> What the task requires: Can you pull out every row below that contains the word "trace"? Case counts, so a row matches only if its letters have the same capitalization.

— start of Provided records —

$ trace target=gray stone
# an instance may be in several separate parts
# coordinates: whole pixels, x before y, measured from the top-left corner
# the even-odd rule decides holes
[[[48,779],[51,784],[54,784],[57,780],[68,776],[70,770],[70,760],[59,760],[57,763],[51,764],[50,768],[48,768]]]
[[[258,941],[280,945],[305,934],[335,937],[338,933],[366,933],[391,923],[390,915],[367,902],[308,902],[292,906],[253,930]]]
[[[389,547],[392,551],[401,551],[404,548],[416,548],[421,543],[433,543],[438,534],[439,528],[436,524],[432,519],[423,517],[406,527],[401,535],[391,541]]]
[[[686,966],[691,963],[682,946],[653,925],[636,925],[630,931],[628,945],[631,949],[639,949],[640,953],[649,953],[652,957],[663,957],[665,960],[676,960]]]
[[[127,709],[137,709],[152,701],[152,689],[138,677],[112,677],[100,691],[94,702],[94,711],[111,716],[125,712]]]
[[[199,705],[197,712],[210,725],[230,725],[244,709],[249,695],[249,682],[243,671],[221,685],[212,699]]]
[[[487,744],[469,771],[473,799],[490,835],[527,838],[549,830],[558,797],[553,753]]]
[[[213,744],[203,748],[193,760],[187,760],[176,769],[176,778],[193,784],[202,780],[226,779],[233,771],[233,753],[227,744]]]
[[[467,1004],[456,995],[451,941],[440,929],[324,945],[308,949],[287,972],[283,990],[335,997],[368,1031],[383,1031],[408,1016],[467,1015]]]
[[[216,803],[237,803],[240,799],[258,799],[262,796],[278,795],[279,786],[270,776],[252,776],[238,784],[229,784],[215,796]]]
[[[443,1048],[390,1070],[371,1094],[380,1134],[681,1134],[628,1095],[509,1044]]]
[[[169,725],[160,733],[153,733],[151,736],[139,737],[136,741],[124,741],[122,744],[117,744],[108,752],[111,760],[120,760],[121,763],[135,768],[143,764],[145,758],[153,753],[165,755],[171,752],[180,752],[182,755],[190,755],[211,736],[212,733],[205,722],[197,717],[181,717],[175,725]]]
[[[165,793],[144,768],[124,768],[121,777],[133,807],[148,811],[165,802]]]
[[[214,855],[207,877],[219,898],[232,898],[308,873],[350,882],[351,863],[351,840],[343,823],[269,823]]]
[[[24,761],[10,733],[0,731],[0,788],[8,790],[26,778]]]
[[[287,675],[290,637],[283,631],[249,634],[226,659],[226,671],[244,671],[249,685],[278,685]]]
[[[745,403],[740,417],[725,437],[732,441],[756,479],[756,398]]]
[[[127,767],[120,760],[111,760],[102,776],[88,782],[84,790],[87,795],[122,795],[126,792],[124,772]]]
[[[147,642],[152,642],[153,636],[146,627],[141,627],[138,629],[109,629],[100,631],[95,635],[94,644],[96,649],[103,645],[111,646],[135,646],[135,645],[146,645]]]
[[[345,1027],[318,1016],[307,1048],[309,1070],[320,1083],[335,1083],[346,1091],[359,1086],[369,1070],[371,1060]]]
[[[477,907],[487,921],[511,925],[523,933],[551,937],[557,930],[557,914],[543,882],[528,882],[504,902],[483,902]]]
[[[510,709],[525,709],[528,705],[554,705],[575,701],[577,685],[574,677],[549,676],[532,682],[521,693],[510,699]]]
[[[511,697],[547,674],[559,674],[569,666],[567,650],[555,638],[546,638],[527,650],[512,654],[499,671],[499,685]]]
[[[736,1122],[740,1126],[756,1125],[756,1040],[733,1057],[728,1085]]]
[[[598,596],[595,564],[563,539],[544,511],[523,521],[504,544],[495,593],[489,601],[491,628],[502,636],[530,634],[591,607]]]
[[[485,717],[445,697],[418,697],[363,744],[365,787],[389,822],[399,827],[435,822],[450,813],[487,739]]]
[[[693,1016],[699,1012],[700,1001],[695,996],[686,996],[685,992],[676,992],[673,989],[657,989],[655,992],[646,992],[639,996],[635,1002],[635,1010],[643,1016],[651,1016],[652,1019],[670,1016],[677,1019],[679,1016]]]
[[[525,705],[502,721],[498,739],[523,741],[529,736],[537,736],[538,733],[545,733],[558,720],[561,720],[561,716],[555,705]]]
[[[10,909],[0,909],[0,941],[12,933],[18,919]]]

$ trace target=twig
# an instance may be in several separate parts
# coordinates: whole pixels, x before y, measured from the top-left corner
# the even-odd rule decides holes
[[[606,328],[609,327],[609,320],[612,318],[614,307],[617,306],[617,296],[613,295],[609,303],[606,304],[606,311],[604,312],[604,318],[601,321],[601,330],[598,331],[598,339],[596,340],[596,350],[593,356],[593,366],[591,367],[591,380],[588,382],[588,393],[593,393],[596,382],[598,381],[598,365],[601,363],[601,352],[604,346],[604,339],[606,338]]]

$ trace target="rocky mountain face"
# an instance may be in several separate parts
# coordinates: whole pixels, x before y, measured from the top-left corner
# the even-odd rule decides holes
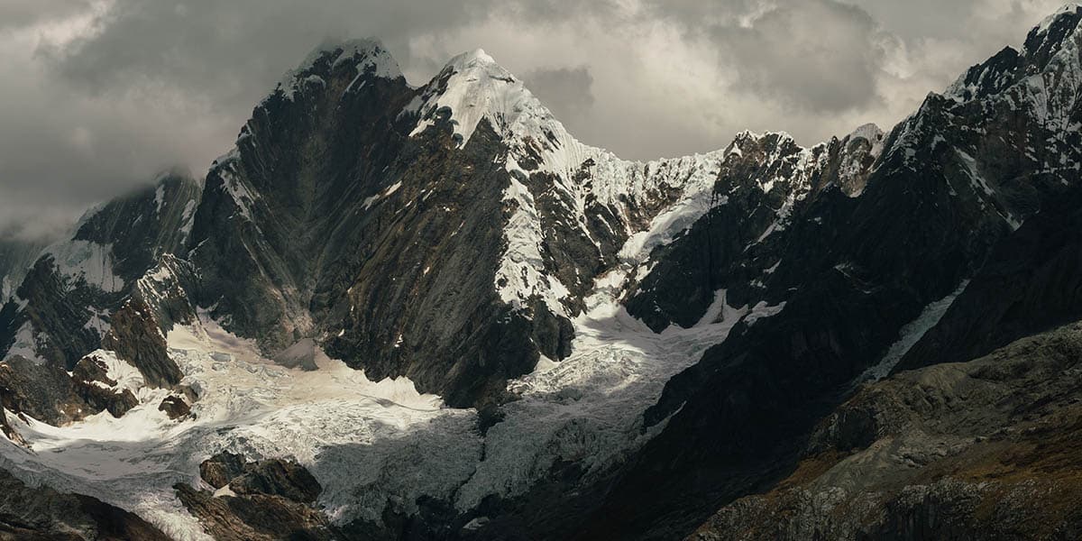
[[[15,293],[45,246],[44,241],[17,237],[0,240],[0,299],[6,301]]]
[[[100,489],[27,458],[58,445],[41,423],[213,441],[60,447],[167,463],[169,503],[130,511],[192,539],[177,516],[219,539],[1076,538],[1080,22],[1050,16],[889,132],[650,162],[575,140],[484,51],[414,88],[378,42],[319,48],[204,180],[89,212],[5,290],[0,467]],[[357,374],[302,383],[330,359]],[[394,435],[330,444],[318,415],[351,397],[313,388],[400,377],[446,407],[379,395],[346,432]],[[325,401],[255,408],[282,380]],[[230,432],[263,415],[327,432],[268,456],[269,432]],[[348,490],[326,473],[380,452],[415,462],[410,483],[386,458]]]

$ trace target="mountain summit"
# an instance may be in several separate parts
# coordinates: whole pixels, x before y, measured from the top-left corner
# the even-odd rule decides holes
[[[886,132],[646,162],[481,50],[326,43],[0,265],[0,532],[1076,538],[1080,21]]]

— end of Provided records —

> Exercise response:
$ trace target=gray stone
$ trace target=twig
$ trace target="rocky mountain face"
$ trace target="mountain summit"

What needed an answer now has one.